Long spent 44 years in prison before he was released and ultimately pardoned.

CONCORD, N.C. — Ronnie Long, the Concord man who was exonerated last year after serving 44 years in prison for a crime he didn’t commit, is suing the city of Concord, the detectives who worked his original case, and the city’s current and former police chiefs, WCNC Charlotte's Michelle Boudin learned Monday.

The 88-page lawsuit alleges the action of the defendants in the suit wrongfully convicted Long and then knowingly kept him in prison despite evidence that showed he was innocent.

The suit claims the detectives on the case decided to target Long even though he did not match the description of the suspect provided by the victim. The officers had a history of animosity towards the Long family and hassled him in the past, according to the filing.

The suit alleges the Concord Police Department "investigators systematically suppressed every bit of evidence which showed there was no link between Long and the victim or the crime scene.”

The department's current former police chiefs are also named in the suit.

Both the City of Concord and their current police chief, Gary Gacek, said they could not comment on a pending lawsuit.

WCNC Charlotte is working to make contact with those named in the lawsuit to request comments from those individuals.

RELATED: Ronnie Long finally pardoned after 44 years

Ronnie Long was just 21 years old when an all-white jury in Concord convicted him for a rape he always insisted he didn’t commit.

Decades after his trial, his attorneys discovered the Concord Police Department hid evidence in the case that ruled him out as a suspect — officers even lied on the witness stand.

Last August the courts ruled Ronnie Long had been wrongfully convicted and he was freed 44 years after he was sent to prison. In December, North Carolina Governor Roy Cooper pardoned Long making way for the 65-year-old to get compensation from the state. He received $750,000 last month.

RELATED: Ronnie Long says $750,000 is not enough after spending 44 years in prison for a crime he didn't commit

"North Carolina intentionally put me in the penitentiary and you tell me $750,000 is worth 44 years of my life?" Long previously told WCNC Charlotte.

The amount Long received is based on a North Carolina state statute outlining the state will pay someone who was wrongfully convicted $50,000 a year for their time in prison. The amount is capped at $750,000. That means Long got nothing for more than two-thirds of the time he was behind bars. 

"That cap is completely inadequate when you can consider people losing so much time in their lives," Jamie Lau, the supervising attorney for the Duke Law Wrongful Convictions Clinic and Long's criminal attorney, told WCNC Charlotte last month.

* **Exercise details**: According to the article on Ronnie Long's lawsuit, how much does the North Carolina statute pay a wrongfully convicted person for each year in prison?

(Records from a data collection)

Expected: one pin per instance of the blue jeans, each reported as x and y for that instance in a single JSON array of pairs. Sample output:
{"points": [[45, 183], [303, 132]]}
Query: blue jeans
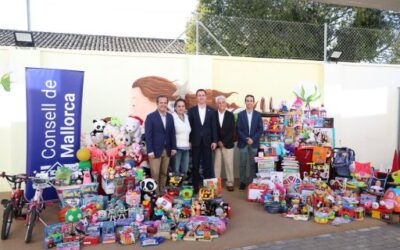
{"points": [[181, 162], [247, 154]]}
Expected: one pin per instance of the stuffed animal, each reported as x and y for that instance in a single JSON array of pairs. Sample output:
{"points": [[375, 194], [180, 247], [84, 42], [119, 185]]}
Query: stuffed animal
{"points": [[113, 152], [111, 130], [96, 154], [123, 137], [98, 127], [132, 126], [135, 152]]}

* **Response to this task**: $50,000 per year, capped at $750,000.